>> Begin DATASET EXCERPTS

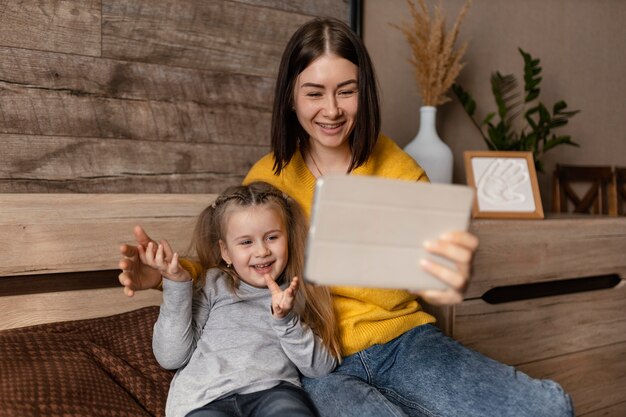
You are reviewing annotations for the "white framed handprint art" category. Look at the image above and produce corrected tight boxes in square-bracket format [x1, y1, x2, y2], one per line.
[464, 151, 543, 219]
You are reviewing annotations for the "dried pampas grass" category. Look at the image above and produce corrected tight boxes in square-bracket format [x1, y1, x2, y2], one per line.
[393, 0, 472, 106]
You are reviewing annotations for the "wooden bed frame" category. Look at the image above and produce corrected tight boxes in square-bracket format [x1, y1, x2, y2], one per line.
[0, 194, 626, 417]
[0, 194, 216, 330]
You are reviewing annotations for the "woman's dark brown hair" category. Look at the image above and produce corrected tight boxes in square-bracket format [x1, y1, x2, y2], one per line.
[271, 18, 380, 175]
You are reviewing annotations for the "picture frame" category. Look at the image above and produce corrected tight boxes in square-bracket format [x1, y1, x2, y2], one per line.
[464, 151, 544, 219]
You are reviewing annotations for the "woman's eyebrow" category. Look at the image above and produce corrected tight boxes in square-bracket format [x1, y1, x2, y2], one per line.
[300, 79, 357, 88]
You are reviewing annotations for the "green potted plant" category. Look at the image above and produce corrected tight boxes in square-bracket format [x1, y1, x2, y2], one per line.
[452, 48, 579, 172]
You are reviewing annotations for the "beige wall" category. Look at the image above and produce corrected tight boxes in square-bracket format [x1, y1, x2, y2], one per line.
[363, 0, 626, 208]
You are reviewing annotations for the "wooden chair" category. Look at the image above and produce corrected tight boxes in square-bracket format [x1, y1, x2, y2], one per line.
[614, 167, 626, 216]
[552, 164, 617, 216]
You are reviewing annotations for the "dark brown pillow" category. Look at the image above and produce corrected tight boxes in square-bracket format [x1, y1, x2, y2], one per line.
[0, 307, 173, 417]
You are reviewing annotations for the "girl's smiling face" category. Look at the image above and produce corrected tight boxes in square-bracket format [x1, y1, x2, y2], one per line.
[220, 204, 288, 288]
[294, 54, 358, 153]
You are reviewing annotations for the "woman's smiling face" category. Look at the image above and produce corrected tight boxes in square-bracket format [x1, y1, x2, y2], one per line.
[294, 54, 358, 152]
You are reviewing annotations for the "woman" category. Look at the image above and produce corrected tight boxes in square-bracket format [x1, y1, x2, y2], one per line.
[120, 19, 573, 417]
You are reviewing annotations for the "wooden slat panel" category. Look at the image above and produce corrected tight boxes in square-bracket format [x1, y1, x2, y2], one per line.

>> End DATASET EXCERPTS
>> Begin DATASET EXCERPTS

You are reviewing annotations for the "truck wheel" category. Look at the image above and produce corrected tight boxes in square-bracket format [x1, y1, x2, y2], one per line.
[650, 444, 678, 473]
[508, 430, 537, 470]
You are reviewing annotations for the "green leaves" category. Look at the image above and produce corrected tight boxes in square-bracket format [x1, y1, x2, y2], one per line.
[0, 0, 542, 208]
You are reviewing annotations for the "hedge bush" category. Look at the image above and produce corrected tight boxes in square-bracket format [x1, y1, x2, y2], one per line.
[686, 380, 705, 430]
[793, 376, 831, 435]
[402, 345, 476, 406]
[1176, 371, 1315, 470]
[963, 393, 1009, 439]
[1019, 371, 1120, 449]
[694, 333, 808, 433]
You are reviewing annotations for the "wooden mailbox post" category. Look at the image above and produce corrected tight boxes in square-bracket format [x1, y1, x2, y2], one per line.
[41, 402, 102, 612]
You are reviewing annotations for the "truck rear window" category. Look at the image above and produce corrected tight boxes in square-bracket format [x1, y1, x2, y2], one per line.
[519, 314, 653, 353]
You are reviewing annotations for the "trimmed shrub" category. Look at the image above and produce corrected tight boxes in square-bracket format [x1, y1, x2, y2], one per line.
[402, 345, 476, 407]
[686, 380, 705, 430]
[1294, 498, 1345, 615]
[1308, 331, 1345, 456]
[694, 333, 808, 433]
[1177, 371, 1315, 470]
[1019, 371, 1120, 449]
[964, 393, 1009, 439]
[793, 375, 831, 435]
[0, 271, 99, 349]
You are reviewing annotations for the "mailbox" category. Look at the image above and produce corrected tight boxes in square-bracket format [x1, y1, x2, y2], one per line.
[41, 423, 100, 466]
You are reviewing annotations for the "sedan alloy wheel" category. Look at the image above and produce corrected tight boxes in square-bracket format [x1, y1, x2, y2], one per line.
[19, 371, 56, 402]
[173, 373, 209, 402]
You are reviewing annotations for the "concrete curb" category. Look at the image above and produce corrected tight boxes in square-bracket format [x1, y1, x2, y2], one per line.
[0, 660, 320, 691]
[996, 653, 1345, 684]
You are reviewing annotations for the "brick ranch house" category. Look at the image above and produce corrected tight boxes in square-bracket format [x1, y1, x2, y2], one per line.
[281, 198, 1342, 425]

>> End DATASET EXCERPTS

* _THE REQUEST_
How many lines in the items contain the word "wheel"? Case matters. Reply with the number alone.

* _THE ANSWER_
2